Exercise requirements | Print the material below line for line, reproducing every entry without any alteration.

---- Listed records

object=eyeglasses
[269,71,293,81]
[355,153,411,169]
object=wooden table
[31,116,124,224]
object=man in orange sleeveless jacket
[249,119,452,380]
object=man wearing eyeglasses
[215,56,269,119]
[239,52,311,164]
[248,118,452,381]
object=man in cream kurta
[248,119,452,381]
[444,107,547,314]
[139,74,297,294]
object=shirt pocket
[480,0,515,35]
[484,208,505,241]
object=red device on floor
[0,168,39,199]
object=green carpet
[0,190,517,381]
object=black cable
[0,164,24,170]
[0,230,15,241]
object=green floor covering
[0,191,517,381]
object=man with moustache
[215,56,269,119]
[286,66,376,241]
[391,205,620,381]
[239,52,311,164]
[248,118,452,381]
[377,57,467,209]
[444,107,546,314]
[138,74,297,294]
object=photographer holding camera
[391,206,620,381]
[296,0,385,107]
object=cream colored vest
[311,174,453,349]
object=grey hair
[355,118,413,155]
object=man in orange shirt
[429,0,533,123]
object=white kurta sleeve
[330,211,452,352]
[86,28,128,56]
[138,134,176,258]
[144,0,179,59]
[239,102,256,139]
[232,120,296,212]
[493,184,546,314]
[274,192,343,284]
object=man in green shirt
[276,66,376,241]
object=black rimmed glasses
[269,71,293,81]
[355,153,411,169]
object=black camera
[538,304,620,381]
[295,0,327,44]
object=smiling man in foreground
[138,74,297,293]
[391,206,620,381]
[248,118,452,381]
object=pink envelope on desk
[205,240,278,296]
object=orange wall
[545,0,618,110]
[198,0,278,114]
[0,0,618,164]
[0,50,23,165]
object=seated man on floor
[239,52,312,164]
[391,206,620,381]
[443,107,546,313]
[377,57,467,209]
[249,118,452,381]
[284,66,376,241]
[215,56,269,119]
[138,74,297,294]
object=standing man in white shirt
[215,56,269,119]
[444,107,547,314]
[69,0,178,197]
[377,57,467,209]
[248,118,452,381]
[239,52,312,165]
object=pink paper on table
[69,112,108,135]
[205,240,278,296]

--------

Reply to the exercise |
object=eyeglasses
[269,71,293,81]
[355,153,411,169]
object=wooden table
[31,116,124,224]
object=man in orange sleeveless jacket
[249,119,452,380]
object=man wearing eyeglasses
[215,56,269,119]
[239,52,311,164]
[248,118,452,381]
object=man in cream kurta
[248,119,452,381]
[444,107,547,314]
[139,74,297,294]
object=shirt pocket
[480,0,515,35]
[484,208,505,241]
object=red device on floor
[0,168,39,199]
object=green carpet
[0,190,517,381]
object=black cable
[0,164,24,170]
[0,230,15,241]
object=green floor covering
[0,191,517,381]
object=man with moustache
[215,56,269,119]
[286,66,376,241]
[391,205,620,381]
[239,52,311,164]
[248,118,452,381]
[377,57,467,209]
[444,107,546,314]
[138,74,297,294]
object=photographer holding camera
[391,206,620,381]
[296,0,385,107]
object=cream colored vest
[311,174,453,349]
object=grey hair
[355,118,413,155]
object=man in orange shirt
[429,0,533,123]
object=white kurta sleeve
[330,211,452,352]
[86,28,128,56]
[138,134,176,258]
[144,0,179,59]
[239,102,256,139]
[232,120,296,212]
[493,184,546,314]
[274,192,343,284]
object=man in green shirt
[276,66,376,241]
object=black rimmed glasses
[269,71,293,81]
[355,153,411,169]
object=black camera
[538,304,620,381]
[295,0,327,44]
object=smiling man in foreground
[138,74,297,293]
[391,206,620,381]
[248,118,452,381]
object=pink envelope on desk
[205,240,278,296]
object=orange wall
[545,0,618,110]
[198,0,278,114]
[0,0,618,164]
[0,50,23,165]
object=seated man on floor
[239,52,312,164]
[391,206,620,381]
[443,107,546,313]
[377,57,467,209]
[249,118,452,381]
[284,66,376,241]
[215,56,269,119]
[138,74,297,294]
object=standing man in white shirt
[215,56,269,119]
[444,107,547,314]
[69,0,178,197]
[377,57,467,209]
[248,118,452,381]
[239,52,312,165]
object=pink paper on table
[69,112,108,135]
[205,240,278,296]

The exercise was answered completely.